BEGIN EXERCISE INPUTS

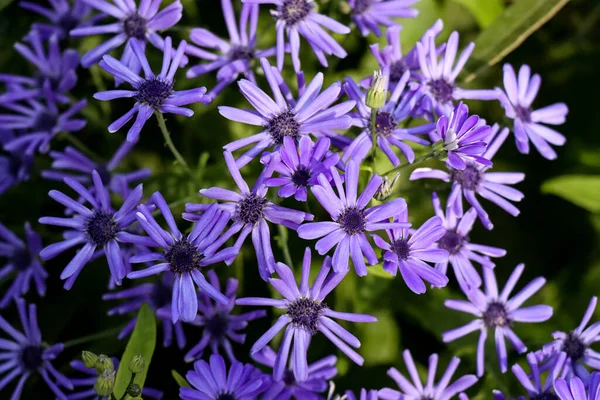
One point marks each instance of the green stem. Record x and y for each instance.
(91, 338)
(167, 136)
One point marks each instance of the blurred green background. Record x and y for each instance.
(553, 237)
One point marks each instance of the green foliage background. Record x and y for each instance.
(555, 238)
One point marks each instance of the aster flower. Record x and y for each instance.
(25, 354)
(220, 326)
(498, 312)
(475, 179)
(319, 373)
(71, 163)
(234, 57)
(531, 124)
(281, 118)
(139, 23)
(250, 210)
(96, 227)
(22, 259)
(461, 138)
(55, 68)
(369, 14)
(154, 93)
(351, 219)
(297, 18)
(306, 314)
(158, 296)
(387, 131)
(575, 346)
(409, 250)
(443, 390)
(299, 166)
(212, 382)
(85, 386)
(183, 255)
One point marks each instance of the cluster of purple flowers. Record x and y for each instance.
(304, 147)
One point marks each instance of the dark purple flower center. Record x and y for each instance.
(384, 124)
(305, 313)
(441, 90)
(282, 125)
(251, 209)
(31, 356)
(524, 114)
(573, 346)
(469, 178)
(401, 248)
(153, 92)
(294, 11)
(301, 176)
(495, 315)
(352, 220)
(101, 228)
(183, 256)
(135, 26)
(452, 242)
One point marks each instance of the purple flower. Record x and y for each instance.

END EXERCISE INPUTS

= WHAT THIS TASK INVOLVES =
Rewrite all the records with each "Record x and y" replaced by "Write down x and y" and everything else left as it is. Omit the pictures.

= FULL OUTPUT =
One point marks each instance of the green stem. Write down x and y for each instance.
(91, 338)
(167, 136)
One point marks each instance of the blurred green background. Write down x and y for each instance.
(553, 237)
One point marks each instance of the green foliage background. Write down x and y for each instance.
(555, 238)
One point marks each instance of the aster flower. Write down x and y for each instance.
(25, 354)
(220, 326)
(498, 312)
(475, 179)
(319, 373)
(71, 163)
(234, 57)
(531, 124)
(281, 118)
(139, 23)
(250, 210)
(96, 227)
(22, 259)
(461, 138)
(55, 68)
(369, 14)
(154, 93)
(351, 219)
(297, 18)
(306, 314)
(158, 296)
(387, 131)
(575, 346)
(409, 250)
(443, 390)
(299, 166)
(212, 382)
(85, 386)
(183, 255)
One point marks each instance of the cluster of purple flowers. Write down x and y for each instance.
(304, 147)
One point marks each instance of the dark purple flower center. Write down x and y for each instance.
(384, 124)
(305, 313)
(441, 90)
(282, 125)
(251, 209)
(31, 356)
(524, 114)
(573, 346)
(469, 178)
(401, 248)
(153, 92)
(294, 11)
(301, 176)
(495, 315)
(352, 220)
(101, 228)
(183, 256)
(135, 26)
(452, 242)
One point marks each instance of the purple flower. Write down x and y for each instance.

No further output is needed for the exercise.